Excerpted records –

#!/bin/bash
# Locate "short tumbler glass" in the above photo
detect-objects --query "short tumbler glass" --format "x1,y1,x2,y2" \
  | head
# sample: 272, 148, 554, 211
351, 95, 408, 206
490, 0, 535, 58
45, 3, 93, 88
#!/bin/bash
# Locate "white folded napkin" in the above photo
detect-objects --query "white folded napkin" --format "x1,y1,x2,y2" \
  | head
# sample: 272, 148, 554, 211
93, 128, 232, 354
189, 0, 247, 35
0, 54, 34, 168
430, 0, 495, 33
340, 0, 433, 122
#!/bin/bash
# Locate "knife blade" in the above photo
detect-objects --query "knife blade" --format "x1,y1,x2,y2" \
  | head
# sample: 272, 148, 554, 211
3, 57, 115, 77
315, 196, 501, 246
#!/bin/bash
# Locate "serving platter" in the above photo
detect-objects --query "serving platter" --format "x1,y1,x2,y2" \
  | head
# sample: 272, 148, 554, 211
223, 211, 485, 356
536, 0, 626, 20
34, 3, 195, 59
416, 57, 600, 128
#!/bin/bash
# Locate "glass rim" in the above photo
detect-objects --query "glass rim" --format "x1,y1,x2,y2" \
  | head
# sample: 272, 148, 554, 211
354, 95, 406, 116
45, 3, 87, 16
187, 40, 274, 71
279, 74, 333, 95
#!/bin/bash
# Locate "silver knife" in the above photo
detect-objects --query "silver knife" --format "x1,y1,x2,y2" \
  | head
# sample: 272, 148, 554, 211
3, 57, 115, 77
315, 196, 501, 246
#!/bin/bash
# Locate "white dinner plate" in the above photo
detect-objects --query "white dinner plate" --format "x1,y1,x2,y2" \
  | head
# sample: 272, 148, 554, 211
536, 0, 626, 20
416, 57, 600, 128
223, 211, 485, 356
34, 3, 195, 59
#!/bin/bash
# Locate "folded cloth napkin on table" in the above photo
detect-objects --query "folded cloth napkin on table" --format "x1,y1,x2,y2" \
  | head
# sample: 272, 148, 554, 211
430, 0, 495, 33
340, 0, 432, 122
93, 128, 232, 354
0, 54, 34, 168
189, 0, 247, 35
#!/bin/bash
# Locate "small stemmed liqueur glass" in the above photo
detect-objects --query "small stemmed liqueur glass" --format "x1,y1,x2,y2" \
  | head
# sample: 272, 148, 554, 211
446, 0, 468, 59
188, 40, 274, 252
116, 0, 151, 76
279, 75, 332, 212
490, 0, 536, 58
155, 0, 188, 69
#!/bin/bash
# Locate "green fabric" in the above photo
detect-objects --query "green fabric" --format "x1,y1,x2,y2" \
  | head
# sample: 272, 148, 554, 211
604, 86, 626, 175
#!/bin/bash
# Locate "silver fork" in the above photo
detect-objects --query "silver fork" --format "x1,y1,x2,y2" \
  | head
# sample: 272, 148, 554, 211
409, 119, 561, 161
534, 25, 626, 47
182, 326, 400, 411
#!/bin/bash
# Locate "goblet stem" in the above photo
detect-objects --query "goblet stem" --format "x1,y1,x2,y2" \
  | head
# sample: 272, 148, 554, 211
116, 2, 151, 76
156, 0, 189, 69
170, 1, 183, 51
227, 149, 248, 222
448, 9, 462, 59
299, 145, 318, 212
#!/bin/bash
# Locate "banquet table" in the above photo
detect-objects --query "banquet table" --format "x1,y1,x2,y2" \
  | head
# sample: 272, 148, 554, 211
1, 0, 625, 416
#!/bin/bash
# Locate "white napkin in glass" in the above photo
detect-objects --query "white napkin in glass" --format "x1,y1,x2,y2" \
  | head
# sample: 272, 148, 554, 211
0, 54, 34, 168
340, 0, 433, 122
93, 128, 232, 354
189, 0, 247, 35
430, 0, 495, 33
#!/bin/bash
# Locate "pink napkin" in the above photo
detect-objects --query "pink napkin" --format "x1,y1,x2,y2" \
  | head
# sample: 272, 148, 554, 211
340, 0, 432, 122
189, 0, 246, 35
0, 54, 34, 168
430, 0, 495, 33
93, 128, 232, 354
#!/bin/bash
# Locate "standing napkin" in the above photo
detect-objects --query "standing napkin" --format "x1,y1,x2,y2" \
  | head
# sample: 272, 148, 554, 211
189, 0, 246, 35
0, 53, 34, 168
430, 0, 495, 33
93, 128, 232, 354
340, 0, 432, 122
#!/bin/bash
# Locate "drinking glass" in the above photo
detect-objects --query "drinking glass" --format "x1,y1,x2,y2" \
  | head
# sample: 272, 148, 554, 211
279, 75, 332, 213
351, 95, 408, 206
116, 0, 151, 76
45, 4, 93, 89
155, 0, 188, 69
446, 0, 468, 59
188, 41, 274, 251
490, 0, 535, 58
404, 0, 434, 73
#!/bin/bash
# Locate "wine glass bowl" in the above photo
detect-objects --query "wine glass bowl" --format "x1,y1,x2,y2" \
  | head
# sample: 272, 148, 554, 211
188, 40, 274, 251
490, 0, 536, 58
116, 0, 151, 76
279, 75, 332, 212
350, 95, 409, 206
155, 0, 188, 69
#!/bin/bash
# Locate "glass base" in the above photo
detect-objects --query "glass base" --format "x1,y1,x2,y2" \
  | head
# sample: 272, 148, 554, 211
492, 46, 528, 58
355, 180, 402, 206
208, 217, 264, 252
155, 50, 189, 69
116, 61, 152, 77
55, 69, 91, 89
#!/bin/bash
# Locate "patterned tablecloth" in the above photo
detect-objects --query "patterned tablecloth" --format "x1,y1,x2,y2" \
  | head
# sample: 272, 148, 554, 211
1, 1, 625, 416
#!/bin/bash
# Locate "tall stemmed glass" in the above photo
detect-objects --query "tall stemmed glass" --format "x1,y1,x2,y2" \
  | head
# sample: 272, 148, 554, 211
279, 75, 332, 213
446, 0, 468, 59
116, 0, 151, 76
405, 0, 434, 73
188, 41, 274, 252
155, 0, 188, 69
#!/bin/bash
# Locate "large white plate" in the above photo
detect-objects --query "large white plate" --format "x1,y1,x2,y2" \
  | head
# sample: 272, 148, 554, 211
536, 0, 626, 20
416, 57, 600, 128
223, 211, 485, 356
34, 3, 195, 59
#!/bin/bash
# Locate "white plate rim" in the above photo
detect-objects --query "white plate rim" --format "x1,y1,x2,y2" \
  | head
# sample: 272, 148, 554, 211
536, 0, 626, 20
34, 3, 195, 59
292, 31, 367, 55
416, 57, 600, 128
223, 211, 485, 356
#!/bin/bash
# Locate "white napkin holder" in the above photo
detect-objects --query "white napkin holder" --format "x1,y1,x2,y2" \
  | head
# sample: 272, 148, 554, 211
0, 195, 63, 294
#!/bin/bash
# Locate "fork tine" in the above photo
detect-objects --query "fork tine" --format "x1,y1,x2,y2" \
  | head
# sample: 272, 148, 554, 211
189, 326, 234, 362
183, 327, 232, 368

Problem details –
Find the word "large" in the listing and copy each line that contains it.

Answer for the task –
# Locate "large white plate" in the above photo
detect-objects --query "large white plate" --format "x1,y1,x2,y2" \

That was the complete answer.